:: Given text

Coroner to examine seven ‘unnatural’ care home deaths during coronavirus pandemic
A coroner is to examine the circumstances that led to a number of deaths in a care home at the height of the coronavirus pandemic.
Some 11 deaths were reported at Vale View Heights, formerly known as Holmesley Care Home, in Sidford, Devon, in early 2021, with all believed to be related to the outbreak.
The coroner Alison Longhorn set out the scope of a future hearing into seven of the deaths at a pre-inquest review held at Exeter Coroner’s Court on Monday.
The seven people the inquest will focus on are Roy Gilliam, Jean Hartley, Doris Lockett, William Wilkinson, Susan Skinner, Ronald Bampfylde and Stanislawa Koch.
Ms Longhorn took the unusual decision to have one inquest covering all the deaths.
While she did not set a date for the hearing, the coroner said she expects it to be held in the autumn and to last two days.
She said: “In all these cases there is the medical cause of death that I have been given, are on the face of it natural causes of death. They are chest infections, Covid.

::::
:: Excerpted records

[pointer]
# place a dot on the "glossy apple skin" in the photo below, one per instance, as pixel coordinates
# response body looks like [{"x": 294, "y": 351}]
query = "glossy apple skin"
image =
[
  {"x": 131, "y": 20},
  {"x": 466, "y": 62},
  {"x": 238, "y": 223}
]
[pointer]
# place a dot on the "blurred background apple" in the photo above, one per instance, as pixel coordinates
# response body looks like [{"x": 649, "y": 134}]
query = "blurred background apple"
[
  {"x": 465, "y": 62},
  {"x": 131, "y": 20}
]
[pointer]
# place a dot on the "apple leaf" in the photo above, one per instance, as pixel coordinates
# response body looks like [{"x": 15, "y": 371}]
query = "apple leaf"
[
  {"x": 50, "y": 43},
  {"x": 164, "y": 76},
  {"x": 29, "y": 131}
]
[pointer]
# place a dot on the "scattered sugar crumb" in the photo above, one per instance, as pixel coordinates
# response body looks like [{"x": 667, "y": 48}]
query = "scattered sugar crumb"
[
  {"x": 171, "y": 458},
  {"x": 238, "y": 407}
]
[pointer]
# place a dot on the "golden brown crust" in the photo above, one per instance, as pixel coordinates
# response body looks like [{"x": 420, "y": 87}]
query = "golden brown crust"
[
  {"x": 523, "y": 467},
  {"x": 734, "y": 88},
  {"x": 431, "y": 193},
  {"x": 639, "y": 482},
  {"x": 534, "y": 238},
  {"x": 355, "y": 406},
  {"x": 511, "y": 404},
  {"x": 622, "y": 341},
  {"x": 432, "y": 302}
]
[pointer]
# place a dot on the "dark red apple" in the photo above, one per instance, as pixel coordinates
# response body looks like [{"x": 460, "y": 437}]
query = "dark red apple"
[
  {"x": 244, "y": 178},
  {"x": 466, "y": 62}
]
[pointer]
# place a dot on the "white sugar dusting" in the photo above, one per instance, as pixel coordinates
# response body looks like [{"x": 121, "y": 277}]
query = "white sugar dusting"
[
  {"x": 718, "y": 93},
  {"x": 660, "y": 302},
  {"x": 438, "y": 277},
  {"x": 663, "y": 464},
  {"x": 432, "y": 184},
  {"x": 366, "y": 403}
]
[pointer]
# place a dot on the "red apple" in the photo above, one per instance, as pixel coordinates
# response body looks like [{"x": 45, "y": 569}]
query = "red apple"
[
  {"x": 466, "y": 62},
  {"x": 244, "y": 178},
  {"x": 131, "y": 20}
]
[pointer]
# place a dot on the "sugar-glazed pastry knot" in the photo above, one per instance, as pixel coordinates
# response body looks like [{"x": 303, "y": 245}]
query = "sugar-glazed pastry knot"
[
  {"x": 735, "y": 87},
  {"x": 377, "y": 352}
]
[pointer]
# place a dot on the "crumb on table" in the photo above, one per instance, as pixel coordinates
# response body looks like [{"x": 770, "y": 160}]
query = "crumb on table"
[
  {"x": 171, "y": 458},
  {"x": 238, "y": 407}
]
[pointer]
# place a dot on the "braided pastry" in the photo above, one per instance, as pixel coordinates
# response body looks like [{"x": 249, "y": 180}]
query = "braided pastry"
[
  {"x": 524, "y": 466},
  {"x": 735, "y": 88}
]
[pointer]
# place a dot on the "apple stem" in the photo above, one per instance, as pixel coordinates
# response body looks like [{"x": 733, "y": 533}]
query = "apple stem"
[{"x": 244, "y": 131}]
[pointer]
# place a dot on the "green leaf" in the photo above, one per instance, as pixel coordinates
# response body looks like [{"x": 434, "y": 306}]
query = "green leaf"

::::

Work to complete |
1. In the article on the care home inquest, how long is the hearing expected to last?
2. Carry the article about the care home inquest forward from its final sentence.

Answers for the exercise |
1. Two days.

2.
“But a natural cause of death could be considered unnatural for a number of reasons – for example, if the death has been contributed to by neglect.
“I was made aware there were some queries around how the Covid infection was managed at the care home, I have reason to suspect these on the face of it natural deaths are, in fact, unnatural.”
She added: “We will be looking at the weeks prior up to these deaths, the infection with Covid, how that was managed by the care home and how these people, your loved ones, came to be infected and how the outbreak was managed.”
The hearing will look at what the Government Covid guidance was like at the time and hear from doctors and pathologists, as well as police officers who investigated the deaths.